- Set exercise: Retype every row below verbatim, character for character, with nothing added or left out.

- Supplied material:
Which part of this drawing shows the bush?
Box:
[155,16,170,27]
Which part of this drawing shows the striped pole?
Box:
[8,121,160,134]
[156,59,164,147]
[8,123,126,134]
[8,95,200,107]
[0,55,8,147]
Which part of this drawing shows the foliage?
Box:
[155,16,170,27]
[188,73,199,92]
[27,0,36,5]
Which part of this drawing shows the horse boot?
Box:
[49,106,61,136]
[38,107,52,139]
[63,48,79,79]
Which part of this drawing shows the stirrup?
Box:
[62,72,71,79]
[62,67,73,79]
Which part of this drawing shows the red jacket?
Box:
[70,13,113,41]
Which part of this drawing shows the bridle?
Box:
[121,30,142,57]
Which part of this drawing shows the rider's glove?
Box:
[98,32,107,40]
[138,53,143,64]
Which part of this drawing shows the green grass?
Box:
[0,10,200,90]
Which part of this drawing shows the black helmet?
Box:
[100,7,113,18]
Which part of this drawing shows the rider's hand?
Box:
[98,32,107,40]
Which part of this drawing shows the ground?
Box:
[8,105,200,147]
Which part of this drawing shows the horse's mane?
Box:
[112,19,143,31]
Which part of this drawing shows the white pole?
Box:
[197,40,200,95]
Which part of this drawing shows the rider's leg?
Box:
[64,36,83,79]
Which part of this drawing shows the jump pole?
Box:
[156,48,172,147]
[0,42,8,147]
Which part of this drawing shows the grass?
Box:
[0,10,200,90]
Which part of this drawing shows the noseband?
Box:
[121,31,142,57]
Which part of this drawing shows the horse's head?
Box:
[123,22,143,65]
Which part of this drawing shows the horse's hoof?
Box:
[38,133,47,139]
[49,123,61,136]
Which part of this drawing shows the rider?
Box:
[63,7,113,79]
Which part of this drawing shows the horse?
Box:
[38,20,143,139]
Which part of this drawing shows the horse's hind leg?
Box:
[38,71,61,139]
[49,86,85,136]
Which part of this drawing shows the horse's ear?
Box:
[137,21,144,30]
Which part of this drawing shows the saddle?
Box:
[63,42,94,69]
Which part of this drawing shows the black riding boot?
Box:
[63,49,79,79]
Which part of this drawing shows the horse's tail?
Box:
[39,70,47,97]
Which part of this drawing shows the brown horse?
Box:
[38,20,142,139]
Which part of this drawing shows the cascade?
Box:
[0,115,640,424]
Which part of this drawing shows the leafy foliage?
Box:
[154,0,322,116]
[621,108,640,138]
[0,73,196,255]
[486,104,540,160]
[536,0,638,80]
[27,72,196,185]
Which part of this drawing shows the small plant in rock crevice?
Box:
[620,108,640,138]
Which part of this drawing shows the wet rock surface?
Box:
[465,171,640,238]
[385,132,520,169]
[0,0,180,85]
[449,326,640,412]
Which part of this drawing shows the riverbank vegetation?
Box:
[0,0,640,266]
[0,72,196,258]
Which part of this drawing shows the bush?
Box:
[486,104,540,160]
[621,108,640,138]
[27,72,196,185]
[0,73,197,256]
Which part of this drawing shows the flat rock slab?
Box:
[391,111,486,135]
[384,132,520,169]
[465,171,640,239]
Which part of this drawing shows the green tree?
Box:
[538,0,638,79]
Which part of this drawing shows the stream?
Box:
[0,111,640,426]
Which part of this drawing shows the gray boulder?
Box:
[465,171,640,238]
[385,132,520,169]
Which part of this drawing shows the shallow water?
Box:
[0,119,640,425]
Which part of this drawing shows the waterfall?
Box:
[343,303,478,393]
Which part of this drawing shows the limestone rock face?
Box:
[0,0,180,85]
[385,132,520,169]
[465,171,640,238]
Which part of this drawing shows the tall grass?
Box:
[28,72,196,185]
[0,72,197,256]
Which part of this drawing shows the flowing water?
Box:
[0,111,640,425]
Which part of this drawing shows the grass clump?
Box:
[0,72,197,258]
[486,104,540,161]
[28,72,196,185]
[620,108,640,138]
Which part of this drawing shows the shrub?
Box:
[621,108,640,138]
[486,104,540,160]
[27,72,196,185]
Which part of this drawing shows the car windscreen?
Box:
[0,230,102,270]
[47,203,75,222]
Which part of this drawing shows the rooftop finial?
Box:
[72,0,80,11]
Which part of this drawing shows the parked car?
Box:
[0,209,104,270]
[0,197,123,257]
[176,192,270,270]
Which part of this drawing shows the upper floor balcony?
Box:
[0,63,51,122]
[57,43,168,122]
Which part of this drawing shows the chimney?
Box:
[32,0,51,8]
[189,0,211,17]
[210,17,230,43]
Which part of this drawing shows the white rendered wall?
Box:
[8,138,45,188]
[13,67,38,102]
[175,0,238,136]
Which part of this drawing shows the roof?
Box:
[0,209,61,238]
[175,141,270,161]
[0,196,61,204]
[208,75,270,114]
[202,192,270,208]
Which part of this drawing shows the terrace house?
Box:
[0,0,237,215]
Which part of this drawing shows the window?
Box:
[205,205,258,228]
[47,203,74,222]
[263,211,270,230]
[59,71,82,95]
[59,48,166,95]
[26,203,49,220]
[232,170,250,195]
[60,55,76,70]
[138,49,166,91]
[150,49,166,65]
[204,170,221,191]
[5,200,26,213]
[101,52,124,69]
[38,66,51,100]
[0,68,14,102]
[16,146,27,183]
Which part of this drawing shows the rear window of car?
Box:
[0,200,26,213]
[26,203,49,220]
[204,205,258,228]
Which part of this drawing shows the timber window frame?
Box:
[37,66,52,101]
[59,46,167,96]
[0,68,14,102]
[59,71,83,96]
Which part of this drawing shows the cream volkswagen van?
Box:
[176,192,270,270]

- Completed task:
Which part of this drawing shows the bush?
Box:
[155,16,170,27]
Which part of this drawing shows the striped pole?
Box:
[8,121,160,134]
[156,59,164,147]
[8,123,126,134]
[8,95,200,107]
[0,55,8,147]
Which part of this drawing shows the foliage?
Box:
[155,16,170,27]
[188,73,199,92]
[27,0,36,5]
Which part of this drawing shows the horse boot?
Box:
[49,106,61,136]
[38,107,52,139]
[63,48,79,79]
Which part of this drawing shows the stirrup?
Box:
[62,72,71,79]
[62,67,73,79]
Which part of this drawing shows the red jacket?
Box:
[70,13,113,41]
Which part of this drawing shows the bridle?
Box:
[121,30,142,57]
Which part of this drawing shows the rider's glove?
Box:
[98,32,107,40]
[138,53,143,64]
Which part of this drawing shows the green grass?
Box:
[0,10,200,90]
Which part of this drawing shows the black helmet?
Box:
[100,7,113,18]
Which part of this drawing shows the rider's hand?
Box:
[98,32,107,40]
Which part of this drawing shows the ground?
Box:
[8,105,200,147]
Which part of this drawing shows the horse's mane?
Box:
[112,19,143,31]
Which part of this drawing shows the white pole?
Box:
[197,40,200,95]
Which part of this drawing shows the rider's leg?
Box:
[64,36,83,79]
Which part of this drawing shows the jump pole?
Box:
[156,48,172,147]
[0,42,8,147]
Which part of this drawing shows the grass?
Box:
[0,10,200,90]
Which part of this drawing shows the noseband?
Box:
[121,31,142,57]
Which part of this drawing shows the horse's head?
Box:
[123,22,143,65]
Which part of this drawing shows the horse's hoof?
Box:
[38,133,47,139]
[49,123,61,136]
Which part of this drawing shows the rider?
Box:
[63,7,113,79]
Which part of this drawing shows the horse?
Box:
[38,20,143,139]
Which part of this drawing shows the horse's hind leg?
Box:
[38,71,61,139]
[49,86,85,136]
Which part of this drawing shows the horse's ear?
Box:
[137,21,144,30]
Which part of this drawing shows the saddle?
Box:
[63,42,94,69]
Which part of this drawing shows the black riding boot?
Box:
[63,49,79,79]
Which part of this drawing shows the horse's tail?
Box:
[39,70,47,97]
Which part of this drawing shows the brown horse?
Box:
[38,20,142,139]
Which part of this drawing shows the cascade?
Box:
[0,115,640,424]
Which part of this drawing shows the leafy foliage?
Box:
[154,0,322,116]
[621,108,640,138]
[0,73,196,255]
[486,104,540,160]
[536,0,638,80]
[27,72,196,185]
Which part of this drawing shows the small plant in rock crevice?
Box:
[620,108,640,138]
Which part of this drawing shows the wet rock surface?
Box:
[465,171,640,238]
[385,132,520,169]
[0,0,180,85]
[449,326,640,412]
Which part of this drawing shows the riverbank vegetation?
Box:
[0,0,640,266]
[0,72,196,258]
Which part of this drawing shows the bush?
Box:
[486,104,540,160]
[621,108,640,138]
[27,72,196,185]
[0,73,197,256]
Which part of this drawing shows the flat rock slab?
Box:
[391,111,486,135]
[384,132,520,169]
[465,171,640,239]
Which part of this drawing shows the green tree?
Box:
[538,0,638,79]
Which part of this drawing shows the stream?
Box:
[0,111,640,426]
Which part of this drawing shows the gray boulder?
Box:
[465,171,640,238]
[385,132,520,169]
Which part of this drawing shows the shallow water?
Box:
[0,119,640,425]
Which part of this drawing shows the waterfall?
Box:
[343,303,478,393]
Which part of this drawing shows the limestone rock face?
Box:
[0,0,180,85]
[385,132,520,169]
[465,171,640,238]
Which part of this drawing shows the tall grass?
Box:
[28,72,196,185]
[0,72,197,256]
Which part of this drawing shows the flowing water?
Box:
[0,111,640,425]
Which part of this drawing shows the grass clump?
Box:
[0,72,197,258]
[486,104,540,161]
[28,72,196,185]
[620,108,640,138]
Which part of this drawing shows the shrub?
Box:
[621,108,640,138]
[486,104,540,160]
[27,72,196,185]
Which part of this drawing shows the car windscreen?
Box:
[0,230,102,270]
[47,203,75,222]
Which part of this drawing shows the rooftop finial?
Box:
[72,0,80,11]
Which part of this drawing shows the parked car?
Box:
[0,209,104,270]
[0,197,123,257]
[176,192,270,270]
Which part of this drawing shows the upper floor balcony?
Box:
[0,63,51,122]
[57,43,168,122]
Which part of this drawing shows the chimney?
Box:
[32,0,51,8]
[189,0,211,17]
[210,17,230,43]
Which part of this drawing shows the white rendered wall?
Box:
[8,138,45,188]
[13,67,38,102]
[175,0,238,136]
Which part of this drawing shows the roof?
Box:
[0,209,61,238]
[175,141,270,161]
[0,196,61,204]
[208,75,270,114]
[202,192,270,208]
Which part of this drawing shows the terrace house?
Box:
[0,0,237,215]
Which part of this drawing shows the window?
Box:
[205,205,258,228]
[47,203,74,222]
[263,211,270,230]
[59,71,82,95]
[59,48,166,95]
[26,203,49,220]
[232,170,250,195]
[60,55,76,70]
[138,49,166,91]
[150,49,166,65]
[204,170,221,191]
[5,200,26,213]
[101,52,124,69]
[38,66,51,100]
[0,68,14,102]
[16,146,27,183]
Which part of this drawing shows the rear window of car?
Box:
[0,200,26,213]
[26,203,49,220]
[204,205,258,228]
Which part of this drawing shows the timber window frame?
Box:
[37,66,52,101]
[59,46,167,96]
[0,68,14,102]
[59,71,83,96]
Which part of this drawing shows the cream volkswagen van?
Box:
[176,192,270,270]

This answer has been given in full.